━━━━━ Excerto fornecido ━━━━━

A entrevista completa:


Muitas das obras incluídas neste vosso CD sofreram correções desde a data de composição. Tocaram sempre as versões revistas?
Sim. De facto, ao que sabemos, quatro das obras incluídas no CD sofreram revisões. Três delas pelo próprio Lopes-Graça e uma pelo João Paulo Santos. As revistas pelo compositor foram as duas sonatinas e “Prelúdio, Capricho e Galope”. Claro está que tocamos a versão revista. O caso mais curioso foi o de “Trois Pièces”: depois do Museu da Música Portuguesa me enviar tudo o que havia para esta formação e também para violino solo, reparei que estavam incompletas (tanto a parte de violino como a parte de piano). Por um mero acaso, o João Paulo conseguiu a parte de violino completa que, se não me falha a memória, estava na posse da Lídia de Carvalho (nem o MMP a tinha) e, por aí, digamos que ‘completou’ o resto, fazendo uma revisão aprofundada. Tocámos no início de abril toda a integral em Cascais e o Museu pediu ao João que lhe enviasse esta obra, exatamente como a tocámos, para ser incluída no espólio.

Noto que a edição inclui as “Quatro Miniaturas”, op. 218, na lista de estreias mundiais, mas dou com o mesmíssimo opúsculo num CD editado em 2010 pela Numérica (“Violino em Portugal”, de Luís Pacheco Cunha).
Sim, houve um lapso! O Luís gravou as “Quatro Miniaturas” há uns tempos. No entanto, não sei se a mesma versão.

Já que falo noutras gravações: revisito a dos irmãos Vasco e Grazi Barbosa (num LP da Guilda da Música, de 1972, subsequentemente reeditado em CD pela Strauss e pela CNM, que inclui as Sonatinas, o “Pequeno Tríptico” e “Prelúdio, Capricho e Galope”), e, na realidade, a pergunta que se impõe é: para vocês, foi ou não importante obterem referências interpretativas quando se decidiram por abordar este repertório?

━━━━━ Dados fornecidos ━━━━━

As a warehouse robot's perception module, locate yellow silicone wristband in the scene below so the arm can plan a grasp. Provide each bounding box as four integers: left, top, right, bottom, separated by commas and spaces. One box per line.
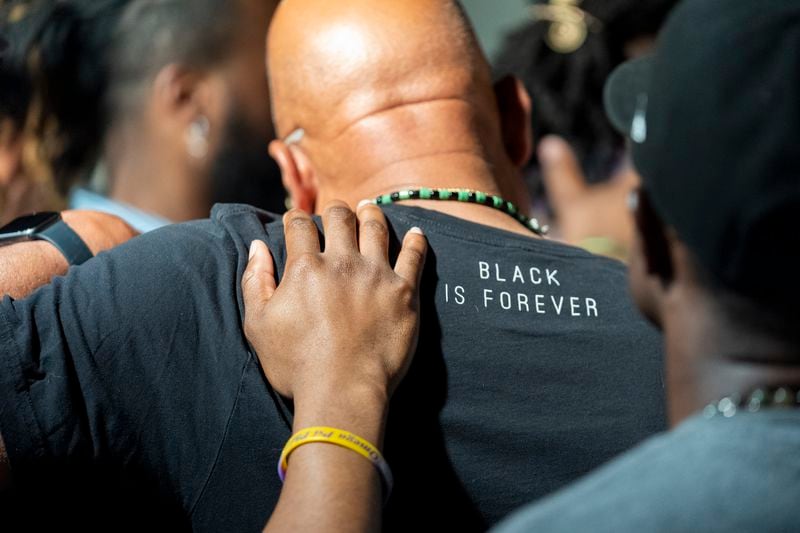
278, 426, 394, 499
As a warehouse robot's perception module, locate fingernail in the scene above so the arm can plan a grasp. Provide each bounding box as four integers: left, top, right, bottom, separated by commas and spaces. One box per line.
539, 137, 562, 162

━━━━━

*Tarefas propostas*.
a. Substitua "opúsculo" por "conjunto de peças" e transcreva novamente o trecho da entrevista que vai de "Noto que a edição" a "Luís Pacheco Cunha).".
b. Responda às perguntas seguintes com base na entrevista.
(i) Quantas das obras incluídas no CD sofreram revisões?
(ii) Em que localidade foi tocada toda a integral no início de abril?
(iii) Em que ano saiu o LP da Guilda da Música com a gravação dos irmãos Vasco e Grazi Barbosa?

*Soluções*.
a.
Noto que a edição inclui as “Quatro Miniaturas”, op. 218, na lista de estreias mundiais, mas dou com o mesmíssimo conjunto de peças num CD editado em 2010 pela Numérica (“Violino em Portugal”, de Luís Pacheco Cunha).

b.
(i) Quatro.
(ii) Em Cascais.
(iii) Em 1972.